BRIEF 1 - Based on the Parshat Tetzaveh commentary, decide whether each statement agrees with it: (a) Aaron was among those saved by Moshe's prayers; (b) the king himself led the horse Mordechai rode; (c) after the parade, the decree against the Jews was no longer in effect. Answer yes or no for each, quoting the words that decide it.

--- START SELECTED EXTRACT ---

Thursday, February 25, 2010

JHI Dvar Torah on Parshat Tetzaveh

PARSHAT TETZAVEH – THE RISK FACTOR OF SUCCESS

Parshat Tetzaveh deals primarily with the special clothing that the kohanim (priests) wore when serving in the Mishkan (Tabernacle) and later in the Temple. Referring to the kohanim, the phrase “Vzeh hadavar,” is used (29:1). Translated literally, the words mean “This is the thing” or “This is the word.”
The Midrash presents several different interpretations of this phrase. One explanation is that “word” refers to words of prayer. Specifically, it alludes to the incident when the Jews worshiped the Golden Calf and were saved by the prayers of Moshe (Moses). Among those saved by Moshe’s prayers was Aaron the High Priest. Hence, it was in the merit of those prayers that Aaron was now being prepared to assume his role. The Midrash writes that the salvation of Aaron teaches the importance and power of praying to G-d.
While on this topic, the Midrash also gives another biblical example of a great person who would always steadfastly pray: Mordechai of the Purim story. After Haman decreed that the Jews would all be killed on one day, Mordechai donned sackcloth and ashes and began sitting at the gateway to the palace, praying for their salvation.
While this was happening, the king was reminded of a time when Mordechai saved him, and he decided to honor Mordechai out of gratitude. A great parade was arranged. Mordechai wore the king’s clothing and rode the king’s horse, which was led by Haman, the king’s chief minister. This was considered an enormous honor.
But the decree against the Jews as a people was still in effect.

--- END SELECTED EXTRACT ---
--- START SUPPLIED RECORDS ---

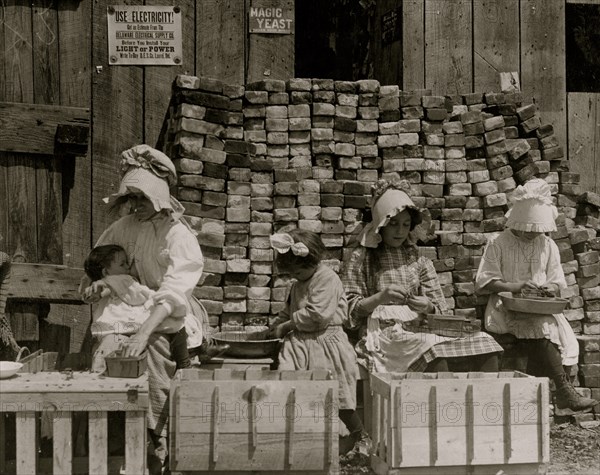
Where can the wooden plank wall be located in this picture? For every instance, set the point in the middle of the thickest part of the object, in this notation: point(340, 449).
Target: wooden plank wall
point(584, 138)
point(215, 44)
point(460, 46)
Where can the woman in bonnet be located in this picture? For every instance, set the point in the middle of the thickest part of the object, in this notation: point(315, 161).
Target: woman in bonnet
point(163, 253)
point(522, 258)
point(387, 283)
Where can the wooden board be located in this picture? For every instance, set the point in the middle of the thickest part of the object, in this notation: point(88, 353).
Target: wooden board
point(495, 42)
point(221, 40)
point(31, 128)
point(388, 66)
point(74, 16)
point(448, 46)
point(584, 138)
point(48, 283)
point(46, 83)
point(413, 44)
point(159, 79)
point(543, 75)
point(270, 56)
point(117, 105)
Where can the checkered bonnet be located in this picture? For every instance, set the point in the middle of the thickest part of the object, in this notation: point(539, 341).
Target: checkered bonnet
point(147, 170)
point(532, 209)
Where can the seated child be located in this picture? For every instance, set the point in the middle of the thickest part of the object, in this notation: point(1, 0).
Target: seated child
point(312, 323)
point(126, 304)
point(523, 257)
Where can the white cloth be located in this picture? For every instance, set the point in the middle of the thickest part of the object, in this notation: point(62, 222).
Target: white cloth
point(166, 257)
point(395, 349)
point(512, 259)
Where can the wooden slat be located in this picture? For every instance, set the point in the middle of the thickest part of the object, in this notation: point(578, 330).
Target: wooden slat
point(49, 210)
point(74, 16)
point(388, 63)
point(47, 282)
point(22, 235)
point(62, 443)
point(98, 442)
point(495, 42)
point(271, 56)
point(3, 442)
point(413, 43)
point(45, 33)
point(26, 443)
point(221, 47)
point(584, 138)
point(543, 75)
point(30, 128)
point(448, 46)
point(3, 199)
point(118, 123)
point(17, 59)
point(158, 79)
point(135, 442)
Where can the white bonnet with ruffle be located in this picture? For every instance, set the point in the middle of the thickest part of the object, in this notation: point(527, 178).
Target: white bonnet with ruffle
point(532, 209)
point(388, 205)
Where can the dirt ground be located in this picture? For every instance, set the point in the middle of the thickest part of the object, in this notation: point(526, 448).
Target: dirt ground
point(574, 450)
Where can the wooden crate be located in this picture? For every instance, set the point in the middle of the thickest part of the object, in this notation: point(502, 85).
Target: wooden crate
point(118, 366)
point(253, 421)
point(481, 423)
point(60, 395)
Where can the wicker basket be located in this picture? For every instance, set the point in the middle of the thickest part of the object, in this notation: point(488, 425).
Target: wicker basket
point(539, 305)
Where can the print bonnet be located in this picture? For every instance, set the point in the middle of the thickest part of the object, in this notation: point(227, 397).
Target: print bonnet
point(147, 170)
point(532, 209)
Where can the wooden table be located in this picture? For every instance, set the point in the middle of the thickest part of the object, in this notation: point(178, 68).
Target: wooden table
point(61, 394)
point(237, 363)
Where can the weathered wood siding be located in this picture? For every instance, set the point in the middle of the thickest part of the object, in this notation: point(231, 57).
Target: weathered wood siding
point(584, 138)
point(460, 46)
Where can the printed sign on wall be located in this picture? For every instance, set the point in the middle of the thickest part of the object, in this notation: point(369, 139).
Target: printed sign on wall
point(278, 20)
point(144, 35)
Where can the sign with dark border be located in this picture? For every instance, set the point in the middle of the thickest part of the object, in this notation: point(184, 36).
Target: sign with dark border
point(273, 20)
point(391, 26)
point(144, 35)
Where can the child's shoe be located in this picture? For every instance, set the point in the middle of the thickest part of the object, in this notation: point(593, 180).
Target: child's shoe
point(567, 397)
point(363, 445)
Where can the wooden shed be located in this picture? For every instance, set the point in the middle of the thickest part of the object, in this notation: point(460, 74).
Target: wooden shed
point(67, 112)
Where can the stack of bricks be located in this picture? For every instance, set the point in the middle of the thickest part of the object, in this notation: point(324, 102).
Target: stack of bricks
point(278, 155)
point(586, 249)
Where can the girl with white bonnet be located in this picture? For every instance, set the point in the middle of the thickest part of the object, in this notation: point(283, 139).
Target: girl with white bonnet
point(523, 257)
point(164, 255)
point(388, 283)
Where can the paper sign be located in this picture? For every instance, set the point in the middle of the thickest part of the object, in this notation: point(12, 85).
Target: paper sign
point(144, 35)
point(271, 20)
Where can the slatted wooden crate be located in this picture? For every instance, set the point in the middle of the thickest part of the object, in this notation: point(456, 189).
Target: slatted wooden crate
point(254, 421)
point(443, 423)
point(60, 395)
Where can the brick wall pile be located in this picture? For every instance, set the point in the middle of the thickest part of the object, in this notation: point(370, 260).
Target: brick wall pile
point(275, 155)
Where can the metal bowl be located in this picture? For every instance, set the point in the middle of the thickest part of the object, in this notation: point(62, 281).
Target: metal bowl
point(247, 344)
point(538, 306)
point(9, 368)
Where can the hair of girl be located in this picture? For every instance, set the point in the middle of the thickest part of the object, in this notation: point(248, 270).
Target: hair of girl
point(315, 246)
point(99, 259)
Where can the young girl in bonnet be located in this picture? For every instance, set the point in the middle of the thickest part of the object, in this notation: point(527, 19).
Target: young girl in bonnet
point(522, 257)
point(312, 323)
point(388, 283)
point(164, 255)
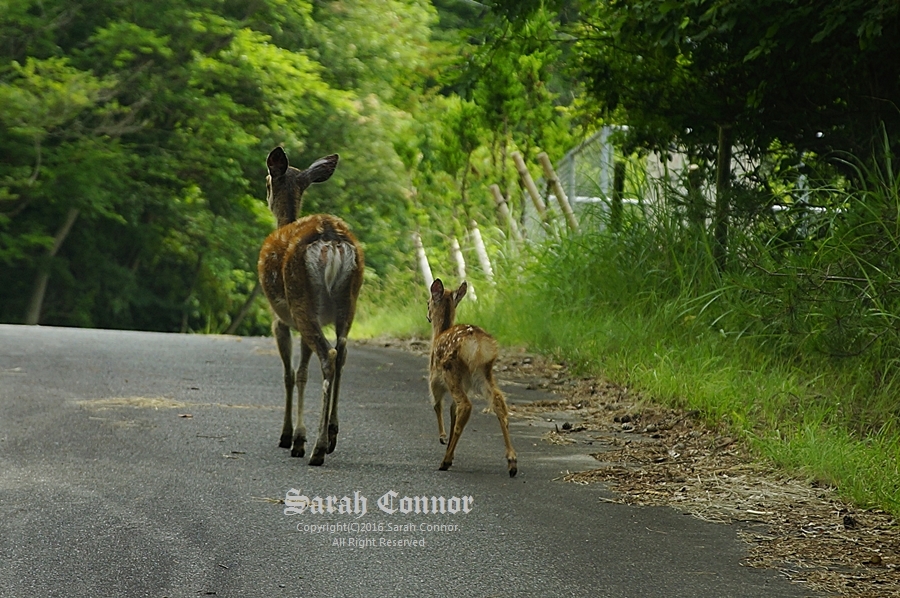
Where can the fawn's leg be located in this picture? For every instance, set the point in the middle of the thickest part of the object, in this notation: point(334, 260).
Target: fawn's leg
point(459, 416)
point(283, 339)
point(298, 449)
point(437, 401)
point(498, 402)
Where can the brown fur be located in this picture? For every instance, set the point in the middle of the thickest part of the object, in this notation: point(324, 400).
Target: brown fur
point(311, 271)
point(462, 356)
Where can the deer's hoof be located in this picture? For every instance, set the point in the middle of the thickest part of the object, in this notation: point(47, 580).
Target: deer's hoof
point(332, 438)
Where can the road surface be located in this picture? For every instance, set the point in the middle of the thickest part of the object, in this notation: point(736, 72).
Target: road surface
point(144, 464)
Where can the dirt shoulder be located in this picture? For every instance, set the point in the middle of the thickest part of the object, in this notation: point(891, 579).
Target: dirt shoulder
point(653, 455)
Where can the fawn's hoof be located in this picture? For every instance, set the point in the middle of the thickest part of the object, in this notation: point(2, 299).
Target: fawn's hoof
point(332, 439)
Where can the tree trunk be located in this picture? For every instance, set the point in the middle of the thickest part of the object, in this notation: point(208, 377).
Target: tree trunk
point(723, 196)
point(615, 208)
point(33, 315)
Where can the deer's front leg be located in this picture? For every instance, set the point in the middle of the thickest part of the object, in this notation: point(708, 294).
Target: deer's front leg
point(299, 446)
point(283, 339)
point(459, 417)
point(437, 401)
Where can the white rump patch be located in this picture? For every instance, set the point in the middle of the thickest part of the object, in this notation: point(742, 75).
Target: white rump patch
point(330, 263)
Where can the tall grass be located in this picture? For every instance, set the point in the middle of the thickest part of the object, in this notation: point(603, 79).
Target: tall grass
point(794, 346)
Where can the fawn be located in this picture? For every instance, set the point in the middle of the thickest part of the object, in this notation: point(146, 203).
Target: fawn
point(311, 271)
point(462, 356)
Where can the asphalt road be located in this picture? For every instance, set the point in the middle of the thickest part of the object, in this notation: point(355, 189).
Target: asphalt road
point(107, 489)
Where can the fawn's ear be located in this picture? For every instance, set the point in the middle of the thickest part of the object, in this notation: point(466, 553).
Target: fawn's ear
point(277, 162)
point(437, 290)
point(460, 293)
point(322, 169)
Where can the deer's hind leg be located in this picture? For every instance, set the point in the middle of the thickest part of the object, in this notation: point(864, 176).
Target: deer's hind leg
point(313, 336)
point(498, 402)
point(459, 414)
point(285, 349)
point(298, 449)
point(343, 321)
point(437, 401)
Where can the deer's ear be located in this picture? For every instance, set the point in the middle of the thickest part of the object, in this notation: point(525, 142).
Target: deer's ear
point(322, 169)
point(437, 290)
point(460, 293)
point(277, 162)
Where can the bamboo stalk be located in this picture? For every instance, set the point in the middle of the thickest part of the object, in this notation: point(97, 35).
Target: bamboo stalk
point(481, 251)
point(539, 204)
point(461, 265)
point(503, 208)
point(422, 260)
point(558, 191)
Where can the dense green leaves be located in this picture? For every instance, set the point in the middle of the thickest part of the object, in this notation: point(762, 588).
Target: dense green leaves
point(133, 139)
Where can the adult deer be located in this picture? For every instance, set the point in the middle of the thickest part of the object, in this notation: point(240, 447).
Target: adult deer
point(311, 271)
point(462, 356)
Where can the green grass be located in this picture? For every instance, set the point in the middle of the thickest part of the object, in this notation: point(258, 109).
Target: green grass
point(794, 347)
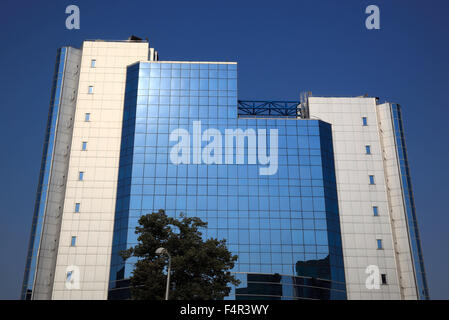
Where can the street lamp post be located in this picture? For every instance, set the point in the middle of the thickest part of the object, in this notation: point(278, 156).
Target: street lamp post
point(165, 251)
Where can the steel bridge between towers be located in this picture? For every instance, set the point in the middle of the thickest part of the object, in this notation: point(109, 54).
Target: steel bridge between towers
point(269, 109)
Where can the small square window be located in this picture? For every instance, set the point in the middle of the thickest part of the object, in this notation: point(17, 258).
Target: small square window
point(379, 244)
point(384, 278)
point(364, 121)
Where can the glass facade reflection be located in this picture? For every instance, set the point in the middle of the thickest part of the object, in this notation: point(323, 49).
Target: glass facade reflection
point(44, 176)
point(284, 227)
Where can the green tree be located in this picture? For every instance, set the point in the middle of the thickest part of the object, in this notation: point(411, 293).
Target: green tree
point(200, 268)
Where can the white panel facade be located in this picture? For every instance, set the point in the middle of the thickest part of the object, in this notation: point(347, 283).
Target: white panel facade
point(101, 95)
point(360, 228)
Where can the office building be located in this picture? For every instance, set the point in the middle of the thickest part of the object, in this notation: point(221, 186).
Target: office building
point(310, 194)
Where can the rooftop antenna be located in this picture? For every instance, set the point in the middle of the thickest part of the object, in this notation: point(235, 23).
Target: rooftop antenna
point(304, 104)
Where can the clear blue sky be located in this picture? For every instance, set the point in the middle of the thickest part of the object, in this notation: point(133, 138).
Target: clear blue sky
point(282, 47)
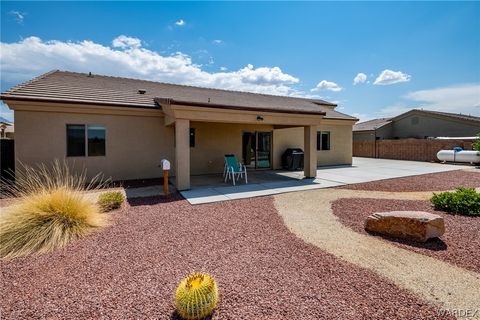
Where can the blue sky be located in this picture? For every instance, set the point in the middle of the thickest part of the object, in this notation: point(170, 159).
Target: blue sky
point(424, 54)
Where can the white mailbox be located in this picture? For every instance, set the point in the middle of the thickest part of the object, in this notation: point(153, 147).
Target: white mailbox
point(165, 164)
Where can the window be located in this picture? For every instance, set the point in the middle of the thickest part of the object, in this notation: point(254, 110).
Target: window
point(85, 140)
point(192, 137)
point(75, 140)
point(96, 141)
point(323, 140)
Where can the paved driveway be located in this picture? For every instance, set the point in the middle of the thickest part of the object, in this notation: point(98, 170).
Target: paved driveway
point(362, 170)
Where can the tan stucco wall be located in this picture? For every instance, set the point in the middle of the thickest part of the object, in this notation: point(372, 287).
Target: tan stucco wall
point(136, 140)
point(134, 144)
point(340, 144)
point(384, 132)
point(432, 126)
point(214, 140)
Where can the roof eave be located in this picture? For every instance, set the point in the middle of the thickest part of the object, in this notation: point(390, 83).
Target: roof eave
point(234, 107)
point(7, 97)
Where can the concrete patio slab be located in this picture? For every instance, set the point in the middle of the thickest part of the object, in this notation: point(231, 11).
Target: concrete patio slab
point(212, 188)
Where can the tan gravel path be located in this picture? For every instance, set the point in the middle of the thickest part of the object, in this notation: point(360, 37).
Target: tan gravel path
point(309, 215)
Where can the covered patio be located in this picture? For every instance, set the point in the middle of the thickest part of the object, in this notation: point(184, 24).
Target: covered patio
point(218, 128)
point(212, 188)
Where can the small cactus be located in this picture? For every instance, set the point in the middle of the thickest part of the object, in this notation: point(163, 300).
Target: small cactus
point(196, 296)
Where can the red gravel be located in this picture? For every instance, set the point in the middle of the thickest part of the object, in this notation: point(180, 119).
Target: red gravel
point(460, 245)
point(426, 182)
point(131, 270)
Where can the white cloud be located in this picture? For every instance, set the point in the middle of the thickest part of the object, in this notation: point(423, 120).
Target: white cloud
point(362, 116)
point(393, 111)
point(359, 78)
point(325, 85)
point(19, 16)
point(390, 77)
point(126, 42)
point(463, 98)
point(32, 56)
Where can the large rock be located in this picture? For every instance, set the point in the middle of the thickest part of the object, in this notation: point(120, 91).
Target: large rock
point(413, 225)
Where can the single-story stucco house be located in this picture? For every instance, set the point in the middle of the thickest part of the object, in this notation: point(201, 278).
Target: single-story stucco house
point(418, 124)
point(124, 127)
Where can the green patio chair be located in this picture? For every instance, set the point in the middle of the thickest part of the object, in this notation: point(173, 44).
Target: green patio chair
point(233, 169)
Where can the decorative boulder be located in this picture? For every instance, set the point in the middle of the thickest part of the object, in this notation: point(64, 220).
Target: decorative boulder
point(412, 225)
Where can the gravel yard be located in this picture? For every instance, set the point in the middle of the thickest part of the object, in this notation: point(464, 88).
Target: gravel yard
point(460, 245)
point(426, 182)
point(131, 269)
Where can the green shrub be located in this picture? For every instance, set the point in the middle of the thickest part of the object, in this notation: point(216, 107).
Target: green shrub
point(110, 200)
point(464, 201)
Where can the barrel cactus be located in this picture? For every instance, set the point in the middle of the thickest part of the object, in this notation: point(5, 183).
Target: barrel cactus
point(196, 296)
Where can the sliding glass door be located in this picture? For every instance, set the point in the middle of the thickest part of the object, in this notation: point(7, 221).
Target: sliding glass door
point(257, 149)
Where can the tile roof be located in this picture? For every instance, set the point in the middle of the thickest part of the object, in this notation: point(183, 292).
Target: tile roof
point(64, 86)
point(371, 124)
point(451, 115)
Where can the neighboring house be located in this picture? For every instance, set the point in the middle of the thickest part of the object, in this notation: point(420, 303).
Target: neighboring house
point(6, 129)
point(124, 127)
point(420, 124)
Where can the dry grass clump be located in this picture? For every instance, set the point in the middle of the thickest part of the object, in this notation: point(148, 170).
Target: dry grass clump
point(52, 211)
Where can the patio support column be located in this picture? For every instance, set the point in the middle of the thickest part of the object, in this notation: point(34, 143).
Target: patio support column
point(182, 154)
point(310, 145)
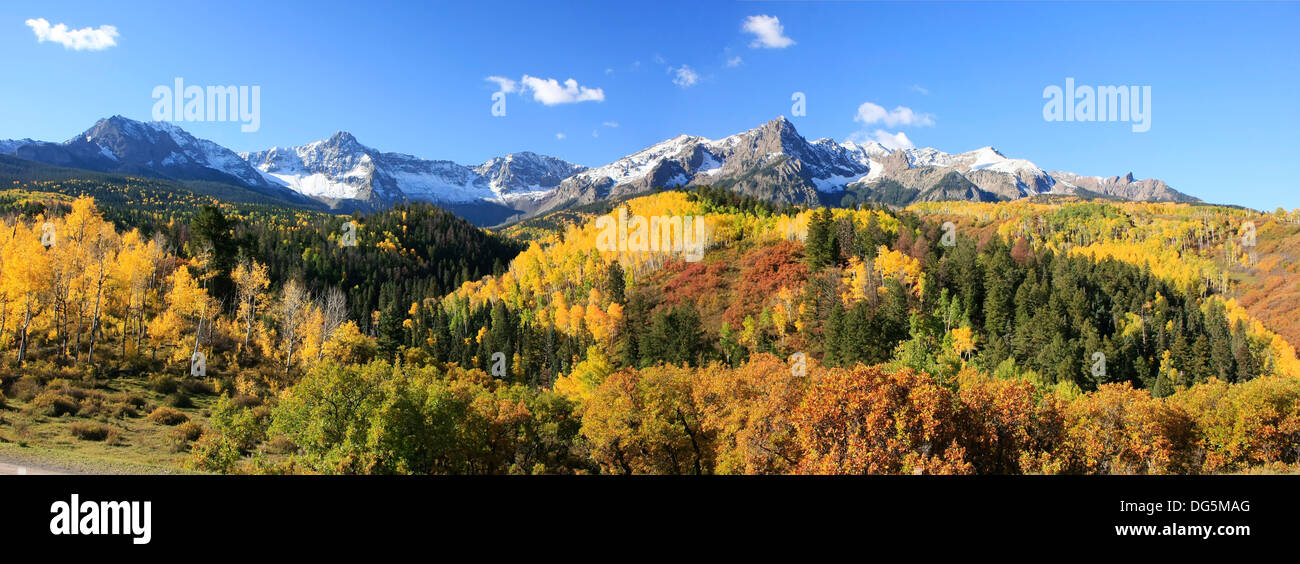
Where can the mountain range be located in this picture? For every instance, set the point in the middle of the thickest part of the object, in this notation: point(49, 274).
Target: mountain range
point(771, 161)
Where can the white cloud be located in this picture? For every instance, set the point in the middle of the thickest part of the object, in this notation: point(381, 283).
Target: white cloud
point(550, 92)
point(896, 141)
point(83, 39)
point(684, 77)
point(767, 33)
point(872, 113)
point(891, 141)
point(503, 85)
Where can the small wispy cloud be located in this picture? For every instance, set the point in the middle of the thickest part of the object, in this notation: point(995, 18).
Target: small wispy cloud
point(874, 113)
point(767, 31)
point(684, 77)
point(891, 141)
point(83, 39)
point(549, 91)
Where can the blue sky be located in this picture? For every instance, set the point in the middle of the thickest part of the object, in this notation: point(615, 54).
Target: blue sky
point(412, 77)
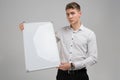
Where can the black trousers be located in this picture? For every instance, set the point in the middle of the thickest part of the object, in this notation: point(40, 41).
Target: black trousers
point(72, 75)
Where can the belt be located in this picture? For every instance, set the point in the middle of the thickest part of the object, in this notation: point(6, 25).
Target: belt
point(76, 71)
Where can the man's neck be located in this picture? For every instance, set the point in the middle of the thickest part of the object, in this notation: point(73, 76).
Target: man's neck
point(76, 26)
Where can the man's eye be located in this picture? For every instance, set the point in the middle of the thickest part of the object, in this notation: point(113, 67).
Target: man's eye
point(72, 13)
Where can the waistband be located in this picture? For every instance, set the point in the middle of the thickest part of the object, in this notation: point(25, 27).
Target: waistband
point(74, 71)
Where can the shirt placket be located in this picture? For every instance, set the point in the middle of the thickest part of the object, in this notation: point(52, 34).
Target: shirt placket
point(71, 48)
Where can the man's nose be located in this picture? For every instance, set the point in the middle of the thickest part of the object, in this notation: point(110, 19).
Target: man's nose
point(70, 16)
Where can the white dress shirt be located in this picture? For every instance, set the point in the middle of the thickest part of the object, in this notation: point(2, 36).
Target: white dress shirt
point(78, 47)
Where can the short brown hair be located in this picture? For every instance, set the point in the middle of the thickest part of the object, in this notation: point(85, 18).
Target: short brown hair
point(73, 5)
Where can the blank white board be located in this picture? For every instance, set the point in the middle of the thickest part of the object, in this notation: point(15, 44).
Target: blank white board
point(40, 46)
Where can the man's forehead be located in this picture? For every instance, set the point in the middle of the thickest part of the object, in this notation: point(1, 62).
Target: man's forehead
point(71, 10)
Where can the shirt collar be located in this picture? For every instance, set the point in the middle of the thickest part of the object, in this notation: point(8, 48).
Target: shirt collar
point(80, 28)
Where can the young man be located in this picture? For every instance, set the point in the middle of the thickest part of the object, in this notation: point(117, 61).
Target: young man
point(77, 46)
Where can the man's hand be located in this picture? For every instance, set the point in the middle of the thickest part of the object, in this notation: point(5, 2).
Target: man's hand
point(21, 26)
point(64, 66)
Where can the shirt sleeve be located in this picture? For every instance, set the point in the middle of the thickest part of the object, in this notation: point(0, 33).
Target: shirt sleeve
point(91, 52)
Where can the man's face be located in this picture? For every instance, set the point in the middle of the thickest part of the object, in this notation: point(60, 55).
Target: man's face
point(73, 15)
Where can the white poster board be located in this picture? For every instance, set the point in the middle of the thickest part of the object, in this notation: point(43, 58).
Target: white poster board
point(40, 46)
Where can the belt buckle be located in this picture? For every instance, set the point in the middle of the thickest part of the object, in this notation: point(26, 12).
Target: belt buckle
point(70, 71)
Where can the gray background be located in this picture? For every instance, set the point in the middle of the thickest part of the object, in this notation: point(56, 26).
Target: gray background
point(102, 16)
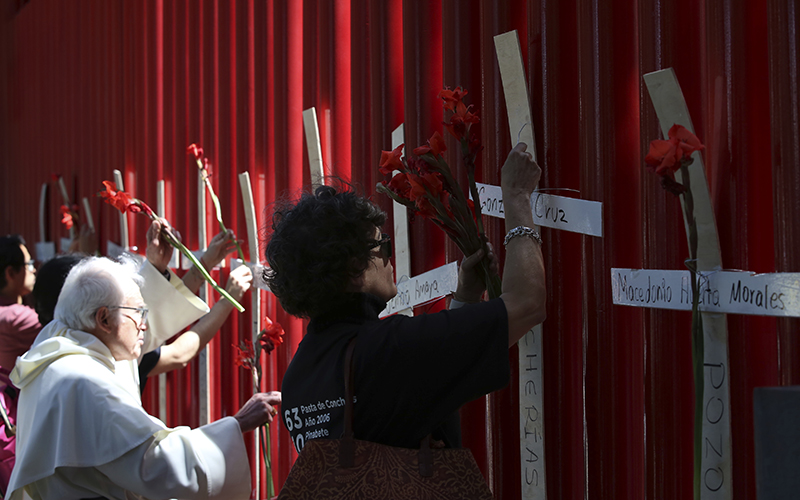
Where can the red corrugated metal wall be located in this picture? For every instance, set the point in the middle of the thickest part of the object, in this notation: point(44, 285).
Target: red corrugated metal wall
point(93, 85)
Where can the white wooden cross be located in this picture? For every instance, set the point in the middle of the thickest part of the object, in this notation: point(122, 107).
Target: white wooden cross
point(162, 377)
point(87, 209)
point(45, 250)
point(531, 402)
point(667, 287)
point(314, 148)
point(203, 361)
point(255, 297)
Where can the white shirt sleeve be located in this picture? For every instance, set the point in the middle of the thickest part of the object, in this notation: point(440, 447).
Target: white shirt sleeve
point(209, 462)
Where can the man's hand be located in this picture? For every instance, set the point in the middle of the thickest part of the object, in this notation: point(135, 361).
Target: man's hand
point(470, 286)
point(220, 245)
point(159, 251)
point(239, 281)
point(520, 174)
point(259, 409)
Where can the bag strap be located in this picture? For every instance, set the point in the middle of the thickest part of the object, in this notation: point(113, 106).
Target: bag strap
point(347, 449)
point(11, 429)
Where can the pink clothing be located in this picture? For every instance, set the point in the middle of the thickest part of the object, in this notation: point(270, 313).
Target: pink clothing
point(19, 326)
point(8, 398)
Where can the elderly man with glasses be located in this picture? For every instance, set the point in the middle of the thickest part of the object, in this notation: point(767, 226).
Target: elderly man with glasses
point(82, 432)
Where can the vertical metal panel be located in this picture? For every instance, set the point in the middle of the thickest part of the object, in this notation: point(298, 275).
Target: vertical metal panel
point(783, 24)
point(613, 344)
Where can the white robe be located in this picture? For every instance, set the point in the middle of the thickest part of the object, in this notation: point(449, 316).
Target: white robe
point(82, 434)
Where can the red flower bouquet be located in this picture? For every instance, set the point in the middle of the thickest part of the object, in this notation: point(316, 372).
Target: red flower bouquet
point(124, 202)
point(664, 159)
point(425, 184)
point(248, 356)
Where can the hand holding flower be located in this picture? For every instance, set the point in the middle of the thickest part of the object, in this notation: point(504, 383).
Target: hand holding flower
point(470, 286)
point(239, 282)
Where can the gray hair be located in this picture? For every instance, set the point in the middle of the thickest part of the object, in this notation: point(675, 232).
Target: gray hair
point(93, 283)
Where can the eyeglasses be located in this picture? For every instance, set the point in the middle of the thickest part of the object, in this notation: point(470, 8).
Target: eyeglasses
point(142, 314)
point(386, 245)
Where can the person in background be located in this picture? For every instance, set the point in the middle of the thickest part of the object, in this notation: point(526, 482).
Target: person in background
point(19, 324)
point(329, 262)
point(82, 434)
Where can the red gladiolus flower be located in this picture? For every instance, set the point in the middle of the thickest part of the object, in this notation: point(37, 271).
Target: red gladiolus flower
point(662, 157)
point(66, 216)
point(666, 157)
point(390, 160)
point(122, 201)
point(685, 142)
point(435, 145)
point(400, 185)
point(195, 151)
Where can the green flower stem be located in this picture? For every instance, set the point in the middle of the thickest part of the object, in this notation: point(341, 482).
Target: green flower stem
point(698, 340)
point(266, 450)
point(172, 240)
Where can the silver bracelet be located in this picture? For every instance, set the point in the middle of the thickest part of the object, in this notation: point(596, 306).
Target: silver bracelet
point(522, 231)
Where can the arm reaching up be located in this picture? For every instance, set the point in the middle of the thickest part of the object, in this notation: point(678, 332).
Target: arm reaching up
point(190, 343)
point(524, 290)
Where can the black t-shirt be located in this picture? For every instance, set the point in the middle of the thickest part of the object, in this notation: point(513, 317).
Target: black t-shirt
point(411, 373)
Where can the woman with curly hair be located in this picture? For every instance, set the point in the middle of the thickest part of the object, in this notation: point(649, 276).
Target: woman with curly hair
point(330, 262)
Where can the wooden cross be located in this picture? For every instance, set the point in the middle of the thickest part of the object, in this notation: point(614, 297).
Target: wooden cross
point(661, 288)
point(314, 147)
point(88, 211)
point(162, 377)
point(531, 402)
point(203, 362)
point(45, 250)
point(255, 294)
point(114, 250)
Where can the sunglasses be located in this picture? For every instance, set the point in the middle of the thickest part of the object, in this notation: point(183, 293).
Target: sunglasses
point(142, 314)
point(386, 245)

--- END SUPPLIED RECORDS ---

BRIEF 2 - In the records above, start at the line containing "Where can the decorative" and end after the line containing "point(131, 269)". Convert those lines into a numbered list, leaving out any blank lines.

TASK RESULT 1 -
(a) Yes: "Among those saved by Moshe’s prayers was Aaron the High Priest."
(b) No: "Mordechai wore the king’s clothing and rode the king’s horse, which was led by Haman, the king’s chief minister."
(c) No: "But the decree against the Jews as a people was still in effect."

TASK RESULT 2 -
1. Where can the decorative boulder be located in this picture? For every instance, set the point in the middle of the thickest part of the object, in this notation: point(64, 220).
2. Target: decorative boulder
3. point(412, 225)
4. Where can the gravel yard be located in this picture? For every instance, set the point in the middle of the thickest part of the object, in this notation: point(464, 88).
5. Target: gravel yard
6. point(460, 245)
7. point(426, 182)
8. point(131, 269)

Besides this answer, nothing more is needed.